TASK ITEM: Please reproduce the Lost In Yonkers review starting with "One can quibble" and going on through "repressing, repressing, repressing.", swapping "masterpiece" for "triumph".

DOCUMENT PASSAGE:
════════════════

Except for Bella, until now. She’s sweet on a male usher at the local theater, a man who seems to be a bit slow too, but has dreams of opening up his own restaurant. Bella tries for days to summon up the gumption to tell her mother she intends to get married, but it ends in chaos, as Louie is also adament against the pairing based on his suspicion that the man only wants the family money. Bella changes her attitude now – Louie ponies up the money for her, but Grandma thinks she stole it from her. Another crisis, this time ending with Bella exhorting her regret that Mom always treated her like an eternal child, fearful that she might go to a home and leave her. The boys depart, Louie departs… and so does Bella, as Grandma still will not change her ways. A liberation for one person, a lifetime of buried emotions for another.
 

One can quibble with a few flaws here and there, but it’s pretty darn hard not to consider Lost In Yonkers a masterpiece. This may well be Simon’s best screen work since The Goodbye Girl – it’s brim-filled with pathos and heartbreak, featuring characters with tragic backstories, leading lives of quiet desperation. Part Tennessee Williams, part Eugene O’Neill and part Simon himself, this is a story for the ages, revealing to us in alternating shades of humor and sorrow just how wounded those American lives of the traumatic early -20th century could be, and how so many could exist only by repressing, repressing, repressing.

════════════════

RECORDED INFORMATION:
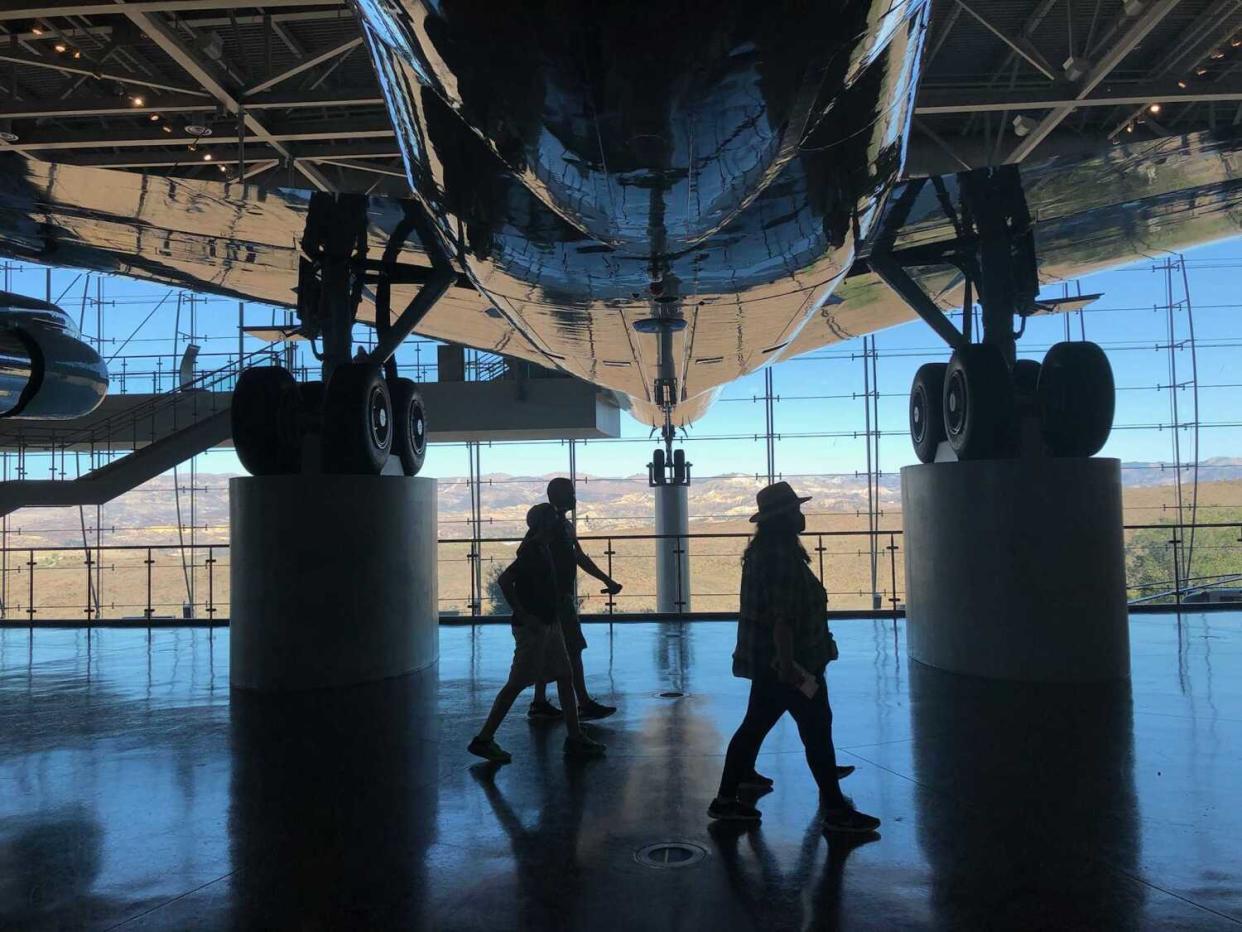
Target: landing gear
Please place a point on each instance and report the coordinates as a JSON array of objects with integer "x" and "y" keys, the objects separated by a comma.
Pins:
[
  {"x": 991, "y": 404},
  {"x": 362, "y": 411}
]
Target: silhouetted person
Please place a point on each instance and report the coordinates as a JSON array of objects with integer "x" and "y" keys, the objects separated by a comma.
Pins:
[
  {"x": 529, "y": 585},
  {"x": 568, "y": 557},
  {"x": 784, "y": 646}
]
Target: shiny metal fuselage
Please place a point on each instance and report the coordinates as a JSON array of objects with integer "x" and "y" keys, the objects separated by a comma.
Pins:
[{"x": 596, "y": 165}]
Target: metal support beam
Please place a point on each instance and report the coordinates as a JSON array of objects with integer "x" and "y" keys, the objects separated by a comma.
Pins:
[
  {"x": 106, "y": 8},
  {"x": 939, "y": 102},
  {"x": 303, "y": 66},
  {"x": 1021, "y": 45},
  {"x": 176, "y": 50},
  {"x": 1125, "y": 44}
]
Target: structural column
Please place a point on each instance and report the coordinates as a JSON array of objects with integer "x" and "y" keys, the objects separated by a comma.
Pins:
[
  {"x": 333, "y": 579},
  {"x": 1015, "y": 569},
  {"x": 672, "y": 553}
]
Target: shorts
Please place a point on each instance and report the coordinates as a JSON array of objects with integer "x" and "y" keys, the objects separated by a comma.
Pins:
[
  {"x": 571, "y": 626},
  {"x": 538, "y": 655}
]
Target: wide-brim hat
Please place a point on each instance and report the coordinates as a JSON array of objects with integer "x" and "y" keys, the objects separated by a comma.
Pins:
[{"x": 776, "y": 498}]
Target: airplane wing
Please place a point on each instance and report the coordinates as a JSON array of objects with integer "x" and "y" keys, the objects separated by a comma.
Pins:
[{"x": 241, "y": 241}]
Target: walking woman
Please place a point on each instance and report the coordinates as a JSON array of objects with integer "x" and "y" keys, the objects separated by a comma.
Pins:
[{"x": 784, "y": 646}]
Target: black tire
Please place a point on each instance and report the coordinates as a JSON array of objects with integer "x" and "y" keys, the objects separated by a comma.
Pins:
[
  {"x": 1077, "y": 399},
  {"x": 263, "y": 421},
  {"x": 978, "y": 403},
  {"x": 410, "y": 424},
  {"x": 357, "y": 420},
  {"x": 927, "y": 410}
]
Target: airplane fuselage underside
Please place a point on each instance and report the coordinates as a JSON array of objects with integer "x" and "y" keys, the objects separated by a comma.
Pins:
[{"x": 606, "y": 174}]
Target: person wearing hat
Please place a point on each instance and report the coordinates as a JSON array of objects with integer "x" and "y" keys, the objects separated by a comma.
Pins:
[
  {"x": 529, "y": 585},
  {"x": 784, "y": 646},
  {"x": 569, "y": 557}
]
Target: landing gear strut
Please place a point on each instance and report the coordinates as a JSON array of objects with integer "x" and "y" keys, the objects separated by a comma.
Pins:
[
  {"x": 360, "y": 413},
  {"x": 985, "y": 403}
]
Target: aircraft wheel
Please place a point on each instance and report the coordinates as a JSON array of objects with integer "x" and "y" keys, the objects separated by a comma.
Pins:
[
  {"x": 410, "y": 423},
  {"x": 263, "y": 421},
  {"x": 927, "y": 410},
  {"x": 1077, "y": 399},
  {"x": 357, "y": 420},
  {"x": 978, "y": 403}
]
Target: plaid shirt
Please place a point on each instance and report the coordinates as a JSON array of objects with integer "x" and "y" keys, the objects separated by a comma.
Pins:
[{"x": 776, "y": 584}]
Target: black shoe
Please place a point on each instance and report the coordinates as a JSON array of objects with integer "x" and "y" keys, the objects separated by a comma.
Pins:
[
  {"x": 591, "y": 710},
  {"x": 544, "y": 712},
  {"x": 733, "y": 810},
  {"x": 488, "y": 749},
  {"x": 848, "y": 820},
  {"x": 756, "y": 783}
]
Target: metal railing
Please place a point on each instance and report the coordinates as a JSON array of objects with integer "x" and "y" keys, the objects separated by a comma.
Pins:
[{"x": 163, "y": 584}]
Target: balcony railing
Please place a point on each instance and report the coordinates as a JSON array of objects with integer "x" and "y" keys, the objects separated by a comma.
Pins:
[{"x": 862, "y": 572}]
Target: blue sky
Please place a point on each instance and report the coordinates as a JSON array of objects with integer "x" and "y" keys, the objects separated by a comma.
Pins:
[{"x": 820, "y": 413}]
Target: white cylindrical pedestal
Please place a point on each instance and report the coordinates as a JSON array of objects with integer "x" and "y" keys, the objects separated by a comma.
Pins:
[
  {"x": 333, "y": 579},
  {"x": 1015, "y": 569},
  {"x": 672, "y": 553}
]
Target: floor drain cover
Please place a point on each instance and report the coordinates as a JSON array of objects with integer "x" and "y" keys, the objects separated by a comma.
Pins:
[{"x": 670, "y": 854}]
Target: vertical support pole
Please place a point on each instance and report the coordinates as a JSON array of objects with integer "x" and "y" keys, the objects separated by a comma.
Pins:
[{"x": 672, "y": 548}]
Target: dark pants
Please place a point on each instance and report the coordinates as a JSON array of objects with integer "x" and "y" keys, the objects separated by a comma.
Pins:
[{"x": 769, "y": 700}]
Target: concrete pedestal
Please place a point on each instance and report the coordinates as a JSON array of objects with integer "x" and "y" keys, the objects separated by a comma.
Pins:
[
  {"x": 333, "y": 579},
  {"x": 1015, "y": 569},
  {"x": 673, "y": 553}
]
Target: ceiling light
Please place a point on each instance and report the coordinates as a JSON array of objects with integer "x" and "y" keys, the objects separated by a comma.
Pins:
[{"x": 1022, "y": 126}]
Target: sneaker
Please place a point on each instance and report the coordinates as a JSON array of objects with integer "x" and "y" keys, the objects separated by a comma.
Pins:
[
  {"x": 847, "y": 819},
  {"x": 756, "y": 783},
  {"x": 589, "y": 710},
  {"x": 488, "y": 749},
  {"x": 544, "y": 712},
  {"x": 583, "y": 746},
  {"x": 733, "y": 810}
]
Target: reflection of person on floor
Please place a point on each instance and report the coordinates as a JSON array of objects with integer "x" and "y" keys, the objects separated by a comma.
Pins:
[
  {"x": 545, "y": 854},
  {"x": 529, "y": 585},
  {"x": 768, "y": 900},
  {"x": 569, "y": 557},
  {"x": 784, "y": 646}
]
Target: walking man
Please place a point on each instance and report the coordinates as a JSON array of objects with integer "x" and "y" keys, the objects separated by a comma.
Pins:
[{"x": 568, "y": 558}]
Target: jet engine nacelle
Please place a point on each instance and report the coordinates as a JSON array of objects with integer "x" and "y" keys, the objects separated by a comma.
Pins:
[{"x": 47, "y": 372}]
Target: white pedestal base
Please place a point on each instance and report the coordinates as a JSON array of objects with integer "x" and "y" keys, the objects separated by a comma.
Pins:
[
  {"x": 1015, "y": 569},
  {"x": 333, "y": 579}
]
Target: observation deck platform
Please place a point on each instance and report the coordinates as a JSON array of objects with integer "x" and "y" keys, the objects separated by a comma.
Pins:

════════════════

TASK SOLUTION:
One can quibble with a few flaws here and there, but it’s pretty darn hard not to consider Lost In Yonkers a triumph. This may well be Simon’s best screen work since The Goodbye Girl – it’s brim-filled with pathos and heartbreak, featuring characters with tragic backstories, leading lives of quiet desperation. Part Tennessee Williams, part Eugene O’Neill and part Simon himself, this is a story for the ages, revealing to us in alternating shades of humor and sorrow just how wounded those American lives of the traumatic early -20th century could be, and how so many could exist only by repressing, repressing, repressing.